> **Aim of the task**
When you transcribe the listing that follows, keep every line exact and omit the pictures.

> **Data**

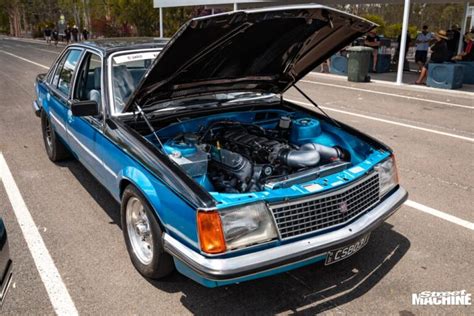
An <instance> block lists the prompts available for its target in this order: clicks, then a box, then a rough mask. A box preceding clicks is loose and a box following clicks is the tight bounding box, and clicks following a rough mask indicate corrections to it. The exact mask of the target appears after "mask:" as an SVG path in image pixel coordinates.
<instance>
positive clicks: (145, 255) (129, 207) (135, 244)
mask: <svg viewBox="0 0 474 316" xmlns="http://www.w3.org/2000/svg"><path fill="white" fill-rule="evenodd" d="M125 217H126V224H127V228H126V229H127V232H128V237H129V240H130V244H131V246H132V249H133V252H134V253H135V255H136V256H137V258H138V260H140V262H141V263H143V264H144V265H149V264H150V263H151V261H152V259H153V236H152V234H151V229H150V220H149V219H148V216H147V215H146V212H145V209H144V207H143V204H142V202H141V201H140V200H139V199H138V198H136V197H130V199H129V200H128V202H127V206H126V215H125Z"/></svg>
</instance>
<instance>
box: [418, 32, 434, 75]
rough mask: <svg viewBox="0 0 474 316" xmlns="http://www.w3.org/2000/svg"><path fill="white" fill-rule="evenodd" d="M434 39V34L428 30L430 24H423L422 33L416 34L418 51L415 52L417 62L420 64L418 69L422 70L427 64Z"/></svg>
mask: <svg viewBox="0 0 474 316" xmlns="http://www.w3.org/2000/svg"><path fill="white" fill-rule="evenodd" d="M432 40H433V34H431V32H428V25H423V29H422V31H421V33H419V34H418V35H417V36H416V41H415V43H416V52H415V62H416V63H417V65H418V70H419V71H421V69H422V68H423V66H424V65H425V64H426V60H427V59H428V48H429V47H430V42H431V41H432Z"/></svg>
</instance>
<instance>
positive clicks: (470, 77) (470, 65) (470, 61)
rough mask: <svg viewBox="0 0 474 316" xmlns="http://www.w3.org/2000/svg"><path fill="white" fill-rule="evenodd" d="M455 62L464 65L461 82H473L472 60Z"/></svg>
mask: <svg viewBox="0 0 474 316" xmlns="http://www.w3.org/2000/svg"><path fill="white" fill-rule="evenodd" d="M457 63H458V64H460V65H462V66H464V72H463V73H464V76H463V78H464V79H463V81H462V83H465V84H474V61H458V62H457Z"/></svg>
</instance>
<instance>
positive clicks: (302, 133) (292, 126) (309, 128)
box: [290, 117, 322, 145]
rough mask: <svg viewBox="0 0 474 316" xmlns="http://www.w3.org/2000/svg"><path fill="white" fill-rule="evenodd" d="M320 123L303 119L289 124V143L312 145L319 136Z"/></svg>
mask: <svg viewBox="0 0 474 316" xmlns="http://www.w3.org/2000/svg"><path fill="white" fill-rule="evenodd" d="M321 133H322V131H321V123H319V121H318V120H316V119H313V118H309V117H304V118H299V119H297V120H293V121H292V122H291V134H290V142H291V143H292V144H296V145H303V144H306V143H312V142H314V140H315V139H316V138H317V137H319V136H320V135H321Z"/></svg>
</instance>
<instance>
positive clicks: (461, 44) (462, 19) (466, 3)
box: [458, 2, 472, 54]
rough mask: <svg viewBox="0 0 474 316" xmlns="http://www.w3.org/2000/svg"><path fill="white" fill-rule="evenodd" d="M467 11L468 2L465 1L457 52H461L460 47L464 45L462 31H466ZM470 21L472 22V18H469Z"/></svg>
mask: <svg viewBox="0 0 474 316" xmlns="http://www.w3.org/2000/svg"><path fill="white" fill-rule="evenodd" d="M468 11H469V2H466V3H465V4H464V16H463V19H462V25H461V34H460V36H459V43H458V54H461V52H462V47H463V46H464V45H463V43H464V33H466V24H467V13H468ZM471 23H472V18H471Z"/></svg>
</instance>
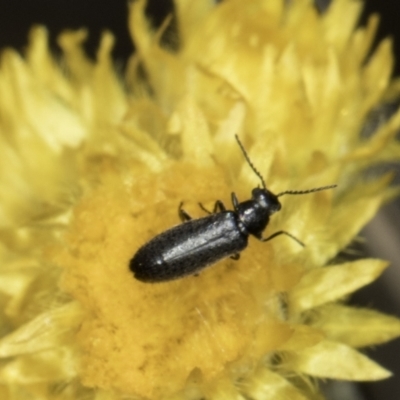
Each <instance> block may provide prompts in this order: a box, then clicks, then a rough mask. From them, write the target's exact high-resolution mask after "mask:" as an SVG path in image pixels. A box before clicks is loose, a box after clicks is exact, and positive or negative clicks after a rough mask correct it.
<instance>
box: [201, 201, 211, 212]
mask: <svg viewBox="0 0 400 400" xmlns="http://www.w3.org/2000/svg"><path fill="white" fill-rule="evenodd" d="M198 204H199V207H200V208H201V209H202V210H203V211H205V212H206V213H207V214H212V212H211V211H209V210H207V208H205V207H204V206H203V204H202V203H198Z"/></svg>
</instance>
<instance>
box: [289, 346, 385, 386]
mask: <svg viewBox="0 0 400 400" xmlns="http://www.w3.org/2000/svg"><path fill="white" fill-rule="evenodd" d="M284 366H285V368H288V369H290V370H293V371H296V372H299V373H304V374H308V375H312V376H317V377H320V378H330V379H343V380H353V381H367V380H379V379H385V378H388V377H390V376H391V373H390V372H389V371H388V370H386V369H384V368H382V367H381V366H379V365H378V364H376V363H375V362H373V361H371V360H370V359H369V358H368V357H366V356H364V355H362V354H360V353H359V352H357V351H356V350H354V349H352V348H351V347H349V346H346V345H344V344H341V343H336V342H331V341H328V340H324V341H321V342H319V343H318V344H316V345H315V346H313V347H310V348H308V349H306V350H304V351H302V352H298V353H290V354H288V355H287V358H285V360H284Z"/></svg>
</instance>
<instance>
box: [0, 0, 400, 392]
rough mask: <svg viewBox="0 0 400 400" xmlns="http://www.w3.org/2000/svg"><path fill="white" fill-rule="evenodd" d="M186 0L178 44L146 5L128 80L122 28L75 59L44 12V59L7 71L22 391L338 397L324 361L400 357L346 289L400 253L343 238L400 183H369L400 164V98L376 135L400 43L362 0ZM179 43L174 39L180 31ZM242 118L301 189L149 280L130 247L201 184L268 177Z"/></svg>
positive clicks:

> **Reply**
An <instance> block lists the prompts available for its target in this order: clicks, then a box, then a rough mask. A box preceding clicks is loose and a box following clicks is the tight bounding box, and clicks following a rough mask indicate corrections to it. The exact mask of the target appears after "mask:" as an SVG path in image pixel coordinates.
<instance>
positive clicks: (145, 255) (129, 207) (135, 244)
mask: <svg viewBox="0 0 474 316" xmlns="http://www.w3.org/2000/svg"><path fill="white" fill-rule="evenodd" d="M125 217H126V224H127V228H126V229H127V232H128V237H129V240H130V244H131V246H132V249H133V252H134V253H135V255H136V256H137V258H138V260H140V262H141V263H143V264H144V265H149V264H150V263H151V261H152V259H153V236H152V234H151V229H150V220H149V219H148V216H147V215H146V212H145V209H144V207H143V204H142V202H141V201H140V200H139V199H138V198H136V197H130V199H129V200H128V202H127V206H126V215H125Z"/></svg>
</instance>
<instance>
box: [418, 32, 434, 75]
rough mask: <svg viewBox="0 0 474 316" xmlns="http://www.w3.org/2000/svg"><path fill="white" fill-rule="evenodd" d="M434 39V34L428 30L430 24H423L422 33L416 34L418 51L415 52L417 62L420 64L418 69L422 70L427 64Z"/></svg>
mask: <svg viewBox="0 0 474 316" xmlns="http://www.w3.org/2000/svg"><path fill="white" fill-rule="evenodd" d="M432 40H433V34H431V32H428V25H423V29H422V31H421V33H419V34H418V35H417V36H416V41H415V43H416V52H415V62H416V63H417V65H418V70H419V71H421V69H422V68H423V66H424V65H425V64H426V60H427V59H428V48H429V47H430V42H431V41H432Z"/></svg>
</instance>
<instance>
positive clicks: (470, 77) (470, 65) (470, 61)
rough mask: <svg viewBox="0 0 474 316" xmlns="http://www.w3.org/2000/svg"><path fill="white" fill-rule="evenodd" d="M455 62L464 65L461 82H473L472 60Z"/></svg>
mask: <svg viewBox="0 0 474 316" xmlns="http://www.w3.org/2000/svg"><path fill="white" fill-rule="evenodd" d="M457 63H458V64H460V65H462V66H464V72H463V73H464V76H463V78H464V79H463V81H462V83H465V84H474V61H458V62H457Z"/></svg>
</instance>
<instance>
positive clicks: (302, 133) (292, 126) (309, 128)
box: [290, 117, 322, 145]
rough mask: <svg viewBox="0 0 474 316" xmlns="http://www.w3.org/2000/svg"><path fill="white" fill-rule="evenodd" d="M320 123L303 119L289 124V143L312 145L319 136Z"/></svg>
mask: <svg viewBox="0 0 474 316" xmlns="http://www.w3.org/2000/svg"><path fill="white" fill-rule="evenodd" d="M321 133H322V131H321V123H319V121H318V120H316V119H313V118H309V117H304V118H299V119H297V120H293V121H292V122H291V134H290V142H291V143H292V144H296V145H303V144H306V143H312V142H314V140H315V139H316V138H317V137H319V136H320V135H321Z"/></svg>
</instance>
<instance>
positive clicks: (461, 44) (462, 19) (466, 3)
box: [458, 2, 472, 54]
rough mask: <svg viewBox="0 0 474 316" xmlns="http://www.w3.org/2000/svg"><path fill="white" fill-rule="evenodd" d="M467 11L468 2L465 1L457 52H461L460 47L464 45L462 31H466ZM470 21L472 22V18H469Z"/></svg>
mask: <svg viewBox="0 0 474 316" xmlns="http://www.w3.org/2000/svg"><path fill="white" fill-rule="evenodd" d="M468 11H469V2H466V3H465V4H464V16H463V19H462V25H461V34H460V36H459V43H458V54H461V52H462V47H463V46H464V45H463V43H464V33H466V24H467V13H468ZM471 23H472V18H471Z"/></svg>
</instance>
Each <instance> block may provide prompts in this order: a box, then clicks, then a rough mask. From them, write the target's exact high-resolution mask after "mask:" as an SVG path in image pixels. A box before clicks is loose, a box after clicks is exact, and positive or negative clicks after a rough mask correct it.
<instance>
box: [201, 201, 211, 212]
mask: <svg viewBox="0 0 400 400" xmlns="http://www.w3.org/2000/svg"><path fill="white" fill-rule="evenodd" d="M198 204H199V207H200V208H201V209H202V210H203V211H205V212H206V213H207V214H212V212H211V211H209V210H207V208H205V207H204V206H203V204H202V203H198Z"/></svg>
</instance>
<instance>
box: [289, 346, 385, 386]
mask: <svg viewBox="0 0 400 400" xmlns="http://www.w3.org/2000/svg"><path fill="white" fill-rule="evenodd" d="M284 366H285V368H288V369H290V370H293V371H296V372H299V373H304V374H308V375H312V376H317V377H320V378H330V379H343V380H353V381H367V380H379V379H385V378H388V377H390V376H391V373H390V372H389V371H388V370H386V369H384V368H382V367H381V366H379V365H378V364H376V363H375V362H373V361H371V360H370V359H369V358H368V357H366V356H364V355H362V354H360V353H359V352H357V351H356V350H354V349H352V348H351V347H349V346H346V345H344V344H341V343H336V342H331V341H328V340H324V341H321V342H319V343H318V344H316V345H315V346H313V347H310V348H308V349H306V350H304V351H302V352H298V353H290V354H288V355H287V358H285V360H284Z"/></svg>
</instance>
<instance>
box: [0, 0, 400, 392]
rough mask: <svg viewBox="0 0 400 400" xmlns="http://www.w3.org/2000/svg"><path fill="white" fill-rule="evenodd" d="M186 0L178 44L146 5L128 80L122 28L75 59L44 12V59L7 71L22 391L338 397L324 361L400 357L346 289L400 253L343 238L400 183H369L400 164V98L376 135L400 43L362 0ZM179 43L174 39L180 31ZM242 118L301 189L149 280L130 247L201 184L268 177Z"/></svg>
positive clicks:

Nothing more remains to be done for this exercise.